----- Exercise input

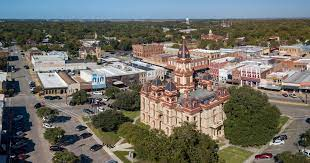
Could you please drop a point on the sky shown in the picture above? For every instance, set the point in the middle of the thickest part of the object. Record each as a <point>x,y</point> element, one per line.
<point>153,9</point>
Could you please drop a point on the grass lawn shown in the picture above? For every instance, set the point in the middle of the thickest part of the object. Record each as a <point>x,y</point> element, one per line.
<point>131,114</point>
<point>121,155</point>
<point>106,137</point>
<point>234,155</point>
<point>282,121</point>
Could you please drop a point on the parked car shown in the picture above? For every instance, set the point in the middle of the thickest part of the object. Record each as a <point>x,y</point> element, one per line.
<point>56,148</point>
<point>95,147</point>
<point>97,93</point>
<point>88,111</point>
<point>277,142</point>
<point>308,120</point>
<point>49,97</point>
<point>86,135</point>
<point>111,161</point>
<point>80,128</point>
<point>16,146</point>
<point>57,97</point>
<point>293,95</point>
<point>22,156</point>
<point>38,105</point>
<point>18,118</point>
<point>306,152</point>
<point>280,137</point>
<point>47,125</point>
<point>285,94</point>
<point>20,134</point>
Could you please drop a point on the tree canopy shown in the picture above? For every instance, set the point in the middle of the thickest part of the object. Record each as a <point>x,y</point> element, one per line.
<point>305,139</point>
<point>47,112</point>
<point>251,119</point>
<point>127,100</point>
<point>112,91</point>
<point>109,120</point>
<point>185,144</point>
<point>288,157</point>
<point>79,98</point>
<point>65,156</point>
<point>53,135</point>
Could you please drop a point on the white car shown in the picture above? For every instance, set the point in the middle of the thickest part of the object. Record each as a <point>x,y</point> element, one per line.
<point>18,117</point>
<point>277,142</point>
<point>97,93</point>
<point>47,125</point>
<point>20,134</point>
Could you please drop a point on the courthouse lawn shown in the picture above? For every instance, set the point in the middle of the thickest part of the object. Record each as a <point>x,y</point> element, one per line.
<point>234,154</point>
<point>131,114</point>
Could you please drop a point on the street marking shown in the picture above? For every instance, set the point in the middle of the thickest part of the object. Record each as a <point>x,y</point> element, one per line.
<point>62,110</point>
<point>288,103</point>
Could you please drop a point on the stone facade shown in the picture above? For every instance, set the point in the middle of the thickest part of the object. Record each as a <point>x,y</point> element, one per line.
<point>147,50</point>
<point>165,106</point>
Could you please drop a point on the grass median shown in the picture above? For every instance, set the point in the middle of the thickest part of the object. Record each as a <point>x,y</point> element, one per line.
<point>234,155</point>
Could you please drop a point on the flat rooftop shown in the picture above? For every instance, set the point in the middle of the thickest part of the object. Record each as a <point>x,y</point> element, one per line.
<point>52,80</point>
<point>118,70</point>
<point>40,58</point>
<point>298,77</point>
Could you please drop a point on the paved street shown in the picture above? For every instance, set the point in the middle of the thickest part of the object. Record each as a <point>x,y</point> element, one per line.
<point>26,100</point>
<point>298,113</point>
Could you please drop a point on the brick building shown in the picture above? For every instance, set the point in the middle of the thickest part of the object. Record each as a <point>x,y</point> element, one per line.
<point>147,50</point>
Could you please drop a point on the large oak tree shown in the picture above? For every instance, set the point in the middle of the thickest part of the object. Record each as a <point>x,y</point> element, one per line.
<point>251,119</point>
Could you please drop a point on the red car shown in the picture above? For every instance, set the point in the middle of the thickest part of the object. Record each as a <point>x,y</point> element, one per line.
<point>264,156</point>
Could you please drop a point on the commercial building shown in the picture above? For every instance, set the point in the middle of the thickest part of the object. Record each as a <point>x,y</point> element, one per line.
<point>73,86</point>
<point>147,50</point>
<point>167,105</point>
<point>61,54</point>
<point>85,51</point>
<point>121,74</point>
<point>212,37</point>
<point>297,50</point>
<point>45,63</point>
<point>151,71</point>
<point>3,77</point>
<point>50,63</point>
<point>299,81</point>
<point>52,83</point>
<point>252,73</point>
<point>96,78</point>
<point>217,64</point>
<point>33,52</point>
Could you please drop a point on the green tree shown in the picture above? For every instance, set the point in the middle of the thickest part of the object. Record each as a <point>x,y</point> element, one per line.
<point>288,157</point>
<point>112,91</point>
<point>53,135</point>
<point>305,139</point>
<point>65,157</point>
<point>185,144</point>
<point>127,100</point>
<point>47,112</point>
<point>251,119</point>
<point>79,98</point>
<point>109,120</point>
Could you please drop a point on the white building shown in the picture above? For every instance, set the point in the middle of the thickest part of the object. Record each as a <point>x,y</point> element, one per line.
<point>61,54</point>
<point>151,71</point>
<point>52,83</point>
<point>47,63</point>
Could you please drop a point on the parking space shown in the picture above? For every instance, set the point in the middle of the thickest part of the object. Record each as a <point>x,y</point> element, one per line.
<point>79,145</point>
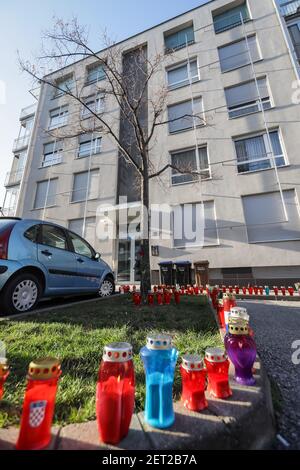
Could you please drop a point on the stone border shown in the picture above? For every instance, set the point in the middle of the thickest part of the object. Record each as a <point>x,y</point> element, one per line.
<point>245,421</point>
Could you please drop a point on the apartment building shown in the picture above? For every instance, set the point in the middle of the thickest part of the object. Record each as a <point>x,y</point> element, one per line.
<point>231,61</point>
<point>20,150</point>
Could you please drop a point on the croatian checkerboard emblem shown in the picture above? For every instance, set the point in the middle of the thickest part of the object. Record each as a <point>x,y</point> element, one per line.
<point>37,413</point>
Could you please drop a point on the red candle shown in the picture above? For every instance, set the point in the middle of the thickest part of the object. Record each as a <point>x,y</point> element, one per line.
<point>150,298</point>
<point>167,297</point>
<point>115,393</point>
<point>193,377</point>
<point>177,297</point>
<point>159,297</point>
<point>39,403</point>
<point>4,373</point>
<point>217,366</point>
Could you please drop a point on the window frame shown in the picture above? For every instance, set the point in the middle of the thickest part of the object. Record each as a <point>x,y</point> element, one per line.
<point>72,191</point>
<point>193,127</point>
<point>59,153</point>
<point>236,42</point>
<point>179,29</point>
<point>198,178</point>
<point>234,25</point>
<point>187,81</point>
<point>266,143</point>
<point>251,104</point>
<point>63,117</point>
<point>34,200</point>
<point>189,247</point>
<point>92,67</point>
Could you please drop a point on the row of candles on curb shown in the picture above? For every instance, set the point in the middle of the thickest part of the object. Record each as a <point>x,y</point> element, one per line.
<point>161,292</point>
<point>115,395</point>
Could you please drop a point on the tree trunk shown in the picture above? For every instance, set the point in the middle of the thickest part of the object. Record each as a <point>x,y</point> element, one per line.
<point>145,242</point>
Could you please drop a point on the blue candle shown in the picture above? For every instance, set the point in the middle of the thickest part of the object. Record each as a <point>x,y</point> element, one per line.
<point>159,358</point>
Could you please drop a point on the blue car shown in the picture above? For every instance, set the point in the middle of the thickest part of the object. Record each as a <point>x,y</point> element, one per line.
<point>40,259</point>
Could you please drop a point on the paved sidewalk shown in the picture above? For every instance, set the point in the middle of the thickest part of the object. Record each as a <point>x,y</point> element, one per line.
<point>277,326</point>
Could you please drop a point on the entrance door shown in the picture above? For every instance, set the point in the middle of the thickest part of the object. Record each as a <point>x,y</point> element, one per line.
<point>202,273</point>
<point>128,261</point>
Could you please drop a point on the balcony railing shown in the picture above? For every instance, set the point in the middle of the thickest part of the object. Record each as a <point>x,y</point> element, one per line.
<point>21,142</point>
<point>8,211</point>
<point>290,8</point>
<point>28,111</point>
<point>13,177</point>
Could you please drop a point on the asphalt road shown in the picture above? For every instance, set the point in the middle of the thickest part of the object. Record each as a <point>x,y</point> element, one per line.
<point>277,327</point>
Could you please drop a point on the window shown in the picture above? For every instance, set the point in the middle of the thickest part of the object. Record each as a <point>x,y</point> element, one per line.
<point>179,39</point>
<point>95,73</point>
<point>81,247</point>
<point>54,237</point>
<point>231,18</point>
<point>185,116</point>
<point>198,218</point>
<point>85,185</point>
<point>58,117</point>
<point>294,30</point>
<point>190,160</point>
<point>243,99</point>
<point>265,217</point>
<point>65,84</point>
<point>76,226</point>
<point>89,146</point>
<point>236,55</point>
<point>45,193</point>
<point>52,153</point>
<point>254,153</point>
<point>183,74</point>
<point>95,103</point>
<point>32,233</point>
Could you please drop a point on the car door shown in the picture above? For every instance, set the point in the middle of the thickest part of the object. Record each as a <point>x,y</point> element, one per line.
<point>59,260</point>
<point>89,269</point>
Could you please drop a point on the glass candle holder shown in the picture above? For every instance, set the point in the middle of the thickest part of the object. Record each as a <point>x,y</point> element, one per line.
<point>4,373</point>
<point>193,376</point>
<point>159,358</point>
<point>241,349</point>
<point>115,393</point>
<point>39,404</point>
<point>150,299</point>
<point>177,297</point>
<point>217,366</point>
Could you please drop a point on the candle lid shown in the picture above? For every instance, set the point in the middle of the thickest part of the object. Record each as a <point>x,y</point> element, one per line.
<point>159,341</point>
<point>117,352</point>
<point>43,369</point>
<point>215,355</point>
<point>3,366</point>
<point>239,313</point>
<point>192,362</point>
<point>238,326</point>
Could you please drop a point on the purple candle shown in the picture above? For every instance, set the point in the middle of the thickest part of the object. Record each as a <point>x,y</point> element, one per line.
<point>241,350</point>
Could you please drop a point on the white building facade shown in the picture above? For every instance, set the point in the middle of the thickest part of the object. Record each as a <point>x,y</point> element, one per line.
<point>234,64</point>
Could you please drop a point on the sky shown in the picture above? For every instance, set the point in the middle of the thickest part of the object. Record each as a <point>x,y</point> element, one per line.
<point>21,27</point>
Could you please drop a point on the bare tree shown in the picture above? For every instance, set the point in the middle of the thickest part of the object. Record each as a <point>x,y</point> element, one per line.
<point>128,87</point>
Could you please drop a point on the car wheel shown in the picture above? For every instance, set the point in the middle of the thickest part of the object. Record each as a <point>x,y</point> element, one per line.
<point>107,287</point>
<point>22,293</point>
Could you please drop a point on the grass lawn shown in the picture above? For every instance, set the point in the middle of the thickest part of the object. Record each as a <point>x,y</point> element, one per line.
<point>77,336</point>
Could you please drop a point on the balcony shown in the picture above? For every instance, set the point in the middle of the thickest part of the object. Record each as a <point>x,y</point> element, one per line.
<point>13,178</point>
<point>21,142</point>
<point>28,111</point>
<point>290,8</point>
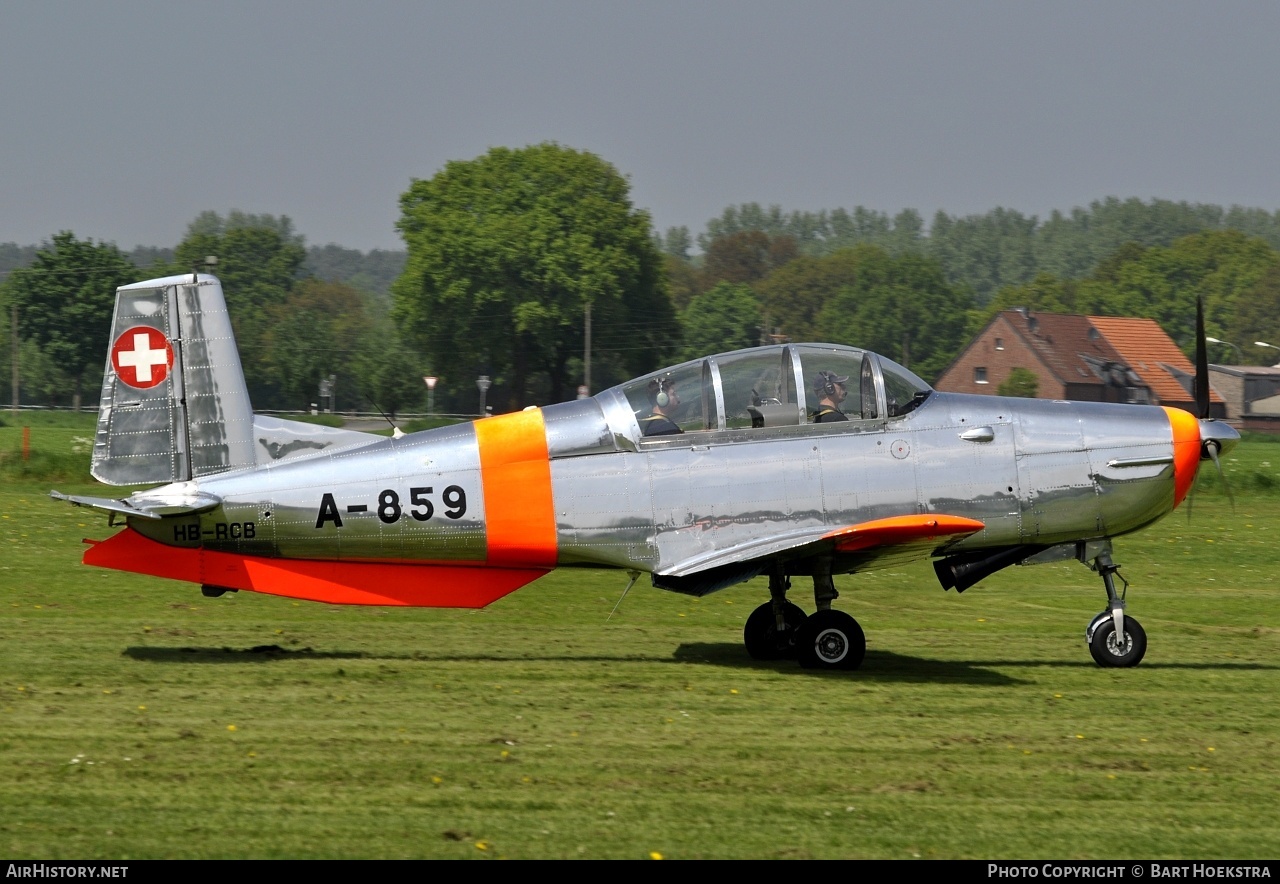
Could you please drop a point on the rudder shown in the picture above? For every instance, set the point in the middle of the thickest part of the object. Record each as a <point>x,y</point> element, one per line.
<point>174,404</point>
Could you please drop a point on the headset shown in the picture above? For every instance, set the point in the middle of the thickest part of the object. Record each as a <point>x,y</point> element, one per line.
<point>824,384</point>
<point>663,398</point>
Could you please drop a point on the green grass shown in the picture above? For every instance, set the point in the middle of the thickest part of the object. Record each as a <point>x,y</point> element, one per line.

----------

Go back to the data above and please quote exactly, and only, the lines from the line with "Could you please drop a point on the rudder" through its last line.

Could you please drop a point on the rudder shown in the picture above? For every instance, set the point in the middle of the thickest part of the object. Record each as a <point>x,y</point> element, one per line.
<point>174,404</point>
Could you please drop a point on the headset shown in the picture above? For every instance, set the point in the middle of the thickest part of the object. Record each as a <point>x,y</point> element, one per line.
<point>824,384</point>
<point>663,398</point>
Could you please drop a point on the green grass shown in the picture above? For every instance, set the point in the middle of the thickest part of the object. Record each as a <point>x,y</point> element, one per line.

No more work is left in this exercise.